# [Short task]
Continue the notebook on the ATLAS Top Tagging Open Data Set from the point where it stops.

### Dataset license

The research is based on the dataset "[ATLAS Top Tagging Open Data Set](https://opendata.cern.ch/record/15013)" from European Organization for Nuclear Research (CERN) which is released under the Creative Commons CC0 waiver allowing open and free use of the data without limitations.

### Data structure

In [1]:
# Importing the required libraries
import pandas as pd
import numpy as np
import h5py

The data are split into two orthogonal sets, named train and test and stored in the HDF5 file format, containing 42 million and 2.5 million jets respectively.
For the purposes of this study, the dataset test.h5 was chosen due to limitations on computational power and computation time.

HDF5 files represent structured data storage, used for organizing and storing data in a hierarchical format. H5 files can contain datasets, groups, and attributes.
First, let's examine the structure of the file.

In [2]:
# Path to the file
file_path = 'test.h5'

# Open the .h5 file for reading
with h5py.File(file_path, 'r') as f:
    print('HDF5 File Structure:')
    for name, dataset in f.items():  # Loop through all items in the root group
        dataset_name = f'Dataset: {name.ljust(14)}'
        shape_str = f'| Shape: {dataset.shape}'
        datatype_str = f'| Datatype: {dataset.dtype}'
        print(f"{dataset_name} {shape_str.ljust(23)} {datatype_str}")  # Print name, shape, and datatype of the dataset

HDF5 File Structure:
Dataset: fjet_C2        | Shape: (2484117,)     | Datatype: float32
Dataset: fjet_D2        | Shape: (2484117,)     | Datatype: float32
Dataset: fjet_ECF1      | Shape: (2484117,)     | Datatype: float32
Dataset: fjet_ECF2      | Shape: (2484117,)     | Datatype: float32
Dataset: fjet_ECF3      | Shape: (2484117,)     | Datatype: float32
Dataset: fjet_L2        | Shape: (2484117,)     | Datatype: float32
Dataset: fjet_L3        | Shape: (2484117,)     | Datatype: float32
Dataset: fjet_Qw        | Shape: (2484117,)     | Datatype: float32
Dataset: fjet_Split12   | Shape: (2484117,)     | Datatype: float32
Dataset: fjet_Split23   | Shape: (2484117,)     | Datatype: float32
Dataset: fjet_Tau1_wta  | Shape: (2484117,)     | Datatype: float32
Dataset: fjet_Tau2_wta  | Shape: (2484117,)     | Datatype: float32
Dataset: fjet_Tau3_wta  | Shape: (2484117,)     | Datatype: float32
Dataset: fjet_Tau4_wta  | Shape: (2484117,)     | Datatype: float32
Dataset: fjet_ThrustMaj | S

The file structure consists of 25 datasets, 21 of which have 1 feature each, and 4 have 200 features each.

# [Entries drawn from a collection]

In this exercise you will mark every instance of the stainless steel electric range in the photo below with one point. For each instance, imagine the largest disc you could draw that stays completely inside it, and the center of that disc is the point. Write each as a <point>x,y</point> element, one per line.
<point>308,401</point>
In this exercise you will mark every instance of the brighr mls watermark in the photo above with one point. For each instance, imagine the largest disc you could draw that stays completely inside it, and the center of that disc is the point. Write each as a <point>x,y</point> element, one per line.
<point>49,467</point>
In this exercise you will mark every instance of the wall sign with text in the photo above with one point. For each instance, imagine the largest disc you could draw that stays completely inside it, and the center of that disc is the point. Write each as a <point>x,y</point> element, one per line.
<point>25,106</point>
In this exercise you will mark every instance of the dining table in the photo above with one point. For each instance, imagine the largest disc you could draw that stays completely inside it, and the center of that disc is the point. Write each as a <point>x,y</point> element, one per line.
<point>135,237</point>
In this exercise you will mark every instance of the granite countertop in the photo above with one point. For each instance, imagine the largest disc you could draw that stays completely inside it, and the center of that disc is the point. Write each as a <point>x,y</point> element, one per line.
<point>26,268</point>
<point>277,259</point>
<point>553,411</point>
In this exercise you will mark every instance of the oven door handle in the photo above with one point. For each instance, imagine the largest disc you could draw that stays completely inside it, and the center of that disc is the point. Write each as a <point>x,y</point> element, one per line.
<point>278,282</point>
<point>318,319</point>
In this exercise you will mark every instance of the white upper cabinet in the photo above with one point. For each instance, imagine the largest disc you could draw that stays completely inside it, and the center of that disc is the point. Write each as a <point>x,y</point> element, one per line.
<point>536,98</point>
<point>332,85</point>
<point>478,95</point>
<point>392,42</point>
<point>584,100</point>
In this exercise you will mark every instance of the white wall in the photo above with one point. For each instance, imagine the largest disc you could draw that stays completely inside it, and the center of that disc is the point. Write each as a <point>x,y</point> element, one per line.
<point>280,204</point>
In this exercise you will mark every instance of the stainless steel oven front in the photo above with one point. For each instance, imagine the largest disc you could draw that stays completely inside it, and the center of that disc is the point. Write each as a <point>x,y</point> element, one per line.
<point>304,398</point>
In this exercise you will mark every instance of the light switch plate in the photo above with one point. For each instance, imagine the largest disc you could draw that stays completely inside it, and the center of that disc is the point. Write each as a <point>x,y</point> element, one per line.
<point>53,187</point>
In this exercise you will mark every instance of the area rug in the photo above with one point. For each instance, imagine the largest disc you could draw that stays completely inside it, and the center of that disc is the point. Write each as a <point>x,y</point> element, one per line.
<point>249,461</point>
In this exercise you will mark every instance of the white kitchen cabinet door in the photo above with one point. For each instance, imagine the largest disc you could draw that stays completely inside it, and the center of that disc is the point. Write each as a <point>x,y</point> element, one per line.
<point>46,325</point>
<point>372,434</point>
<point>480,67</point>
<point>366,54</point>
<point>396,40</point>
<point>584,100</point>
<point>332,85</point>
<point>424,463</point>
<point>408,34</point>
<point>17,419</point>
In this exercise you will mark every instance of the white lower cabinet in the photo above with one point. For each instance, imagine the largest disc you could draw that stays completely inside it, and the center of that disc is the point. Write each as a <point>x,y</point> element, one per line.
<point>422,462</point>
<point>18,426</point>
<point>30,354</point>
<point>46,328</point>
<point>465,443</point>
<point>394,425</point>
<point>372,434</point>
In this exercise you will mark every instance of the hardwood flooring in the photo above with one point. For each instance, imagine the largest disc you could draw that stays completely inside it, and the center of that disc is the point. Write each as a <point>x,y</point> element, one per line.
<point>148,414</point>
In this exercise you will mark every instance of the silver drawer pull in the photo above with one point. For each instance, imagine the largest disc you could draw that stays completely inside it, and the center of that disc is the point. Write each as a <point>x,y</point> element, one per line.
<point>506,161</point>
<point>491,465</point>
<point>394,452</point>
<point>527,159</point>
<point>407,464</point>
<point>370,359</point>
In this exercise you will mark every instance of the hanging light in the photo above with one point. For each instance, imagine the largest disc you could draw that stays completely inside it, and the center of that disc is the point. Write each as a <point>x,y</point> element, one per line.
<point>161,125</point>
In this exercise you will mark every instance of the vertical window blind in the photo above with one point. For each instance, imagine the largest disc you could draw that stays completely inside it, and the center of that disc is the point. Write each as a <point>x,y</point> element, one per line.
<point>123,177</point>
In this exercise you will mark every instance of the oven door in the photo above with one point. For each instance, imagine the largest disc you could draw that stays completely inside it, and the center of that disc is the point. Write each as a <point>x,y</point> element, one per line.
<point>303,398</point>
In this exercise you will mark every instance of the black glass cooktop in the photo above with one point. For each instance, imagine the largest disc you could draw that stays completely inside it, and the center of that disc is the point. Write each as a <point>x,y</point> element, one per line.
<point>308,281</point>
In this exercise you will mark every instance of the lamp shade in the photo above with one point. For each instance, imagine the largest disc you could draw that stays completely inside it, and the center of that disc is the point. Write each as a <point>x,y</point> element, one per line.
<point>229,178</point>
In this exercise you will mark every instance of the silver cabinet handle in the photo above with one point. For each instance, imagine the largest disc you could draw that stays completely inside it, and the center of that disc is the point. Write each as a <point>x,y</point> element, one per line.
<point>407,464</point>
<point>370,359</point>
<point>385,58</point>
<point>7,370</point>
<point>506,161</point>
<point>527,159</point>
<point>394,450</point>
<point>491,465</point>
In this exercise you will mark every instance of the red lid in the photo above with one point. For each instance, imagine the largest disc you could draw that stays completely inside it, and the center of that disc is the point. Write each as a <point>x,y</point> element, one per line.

# [Answer to this problem]
### Converting to CSV

To facilitate the file structure for processing and analysis, let's extract these datasets separately, concatenate them into one dataset, and upload the results in a CSV file.

In [3]:
# List of datasets to extract
datasets_one_feature = [
    '/fjet_C2', '/fjet_D2', '/fjet_ECF1', '/fjet_ECF2', '/fjet_ECF3',
    '/fjet_L2', '/fjet_L3', '/fjet_Qw', '/fjet_Split12', '/fjet_Split23',
    '/fjet_Tau1_wta', '/fjet_Tau2_wta', '/fjet_Tau3_wta', '/fjet_Tau4_wta',
    '/fjet_ThrustMaj', '/fjet_eta', '/fjet_m', '/fjet_phi', '/fjet_pt',
    '/labels', '/weights'
]
datasets_200_features = [
    '/fjet_clus_E', '/fjet_clus_eta',
    '/fjet_clus_phi', '/fjet_clus_pt'
]

# Create an empty DataFrame
df_1 = pd.DataFrame()

# Open the .h5 file for reading
with h5py.File(file_path, 'r') as f:
    
    # Extracting and concatenating datasets with 1 feature
    
    # Iterate over the specified datasets
    for dataset_name in datasets_one_feature:
        # If the dataset exists, add it to the DataFrame
        if dataset_name in f:
            dataset = f[dataset_name]
            df_1[dataset_name[1:]] = dataset[:]
    
     # Extracting and concatenating datasets with 200 features
    
    datasets = []
    
    # Iterate over the datasets and append their values to the list
    for dataset_name in datasets_200_features:
        dataset_200 = f[dataset_name]
        datasets.append(dataset_200[:])

    # Concatenate the datasets along the second axis (axis=1) using NumPy
    concatenated_data = np.concatenate(datasets, axis=1)
    
    # Generate column names
    column_names = []
    for dataset_name in datasets_200_features:
        for i in range(200):
            column_names.append(f'{dataset_name[1:]}_{i}')

    # Convert to pandas DataFrame with column names
    df_200 = pd.DataFrame(concatenated_data, columns=column_names)
    
# Concatenate df_1 and df_200 along axis=1 using NumPy
# I use np.concatenate instead of pd.concat because the latter crushed the system and didn't provide any results
result_array = np.concatenate([df_1.to_numpy(), df_200.to_numpy()], axis=1)

# Convert the concatenated array to a DataFrame
result_df = pd.DataFrame(result_array, columns=list(df_1.columns) + list(df_200.columns))

# Save the DataFrame to a CSV file
result_df.to_csv('result.csv', index=False)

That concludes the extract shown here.